--- What you will do ---
Please pull out every line of the listing below that contains the string "black" and copy each one in full.

[Stored dataset entries]
..........

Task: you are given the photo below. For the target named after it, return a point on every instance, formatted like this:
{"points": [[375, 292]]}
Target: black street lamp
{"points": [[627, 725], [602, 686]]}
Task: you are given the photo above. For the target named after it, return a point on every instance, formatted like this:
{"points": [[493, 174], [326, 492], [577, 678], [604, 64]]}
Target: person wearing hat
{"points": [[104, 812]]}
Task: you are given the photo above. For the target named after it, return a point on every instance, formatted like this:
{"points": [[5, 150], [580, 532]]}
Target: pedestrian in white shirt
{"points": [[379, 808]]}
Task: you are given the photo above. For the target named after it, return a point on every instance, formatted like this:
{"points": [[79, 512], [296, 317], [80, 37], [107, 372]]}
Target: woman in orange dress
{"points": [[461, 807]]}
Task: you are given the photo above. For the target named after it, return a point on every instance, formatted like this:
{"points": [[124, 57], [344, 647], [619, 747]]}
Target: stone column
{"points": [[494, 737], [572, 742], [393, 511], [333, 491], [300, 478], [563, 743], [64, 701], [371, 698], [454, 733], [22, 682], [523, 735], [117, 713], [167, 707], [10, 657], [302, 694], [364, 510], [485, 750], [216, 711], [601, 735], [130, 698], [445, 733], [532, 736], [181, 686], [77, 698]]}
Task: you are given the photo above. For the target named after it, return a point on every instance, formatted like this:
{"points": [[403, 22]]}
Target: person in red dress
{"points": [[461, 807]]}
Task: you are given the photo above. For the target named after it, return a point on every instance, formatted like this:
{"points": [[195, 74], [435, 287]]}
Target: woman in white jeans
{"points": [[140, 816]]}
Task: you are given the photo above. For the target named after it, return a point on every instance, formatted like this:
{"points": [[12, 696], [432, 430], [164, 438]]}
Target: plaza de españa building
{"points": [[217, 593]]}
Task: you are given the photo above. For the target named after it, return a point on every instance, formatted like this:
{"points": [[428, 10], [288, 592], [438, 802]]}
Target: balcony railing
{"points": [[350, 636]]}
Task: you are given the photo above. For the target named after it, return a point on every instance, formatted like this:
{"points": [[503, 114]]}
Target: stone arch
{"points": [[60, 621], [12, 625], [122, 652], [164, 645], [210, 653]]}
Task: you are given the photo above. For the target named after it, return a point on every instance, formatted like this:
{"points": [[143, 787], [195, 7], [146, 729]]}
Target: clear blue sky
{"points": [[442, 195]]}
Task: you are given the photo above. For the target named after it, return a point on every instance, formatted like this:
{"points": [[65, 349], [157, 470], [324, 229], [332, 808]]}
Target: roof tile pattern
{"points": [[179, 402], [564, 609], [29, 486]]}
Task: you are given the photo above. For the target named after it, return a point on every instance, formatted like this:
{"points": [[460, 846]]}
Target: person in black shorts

..........

--- Task output ---
Target: black street lamp
Target: person in black shorts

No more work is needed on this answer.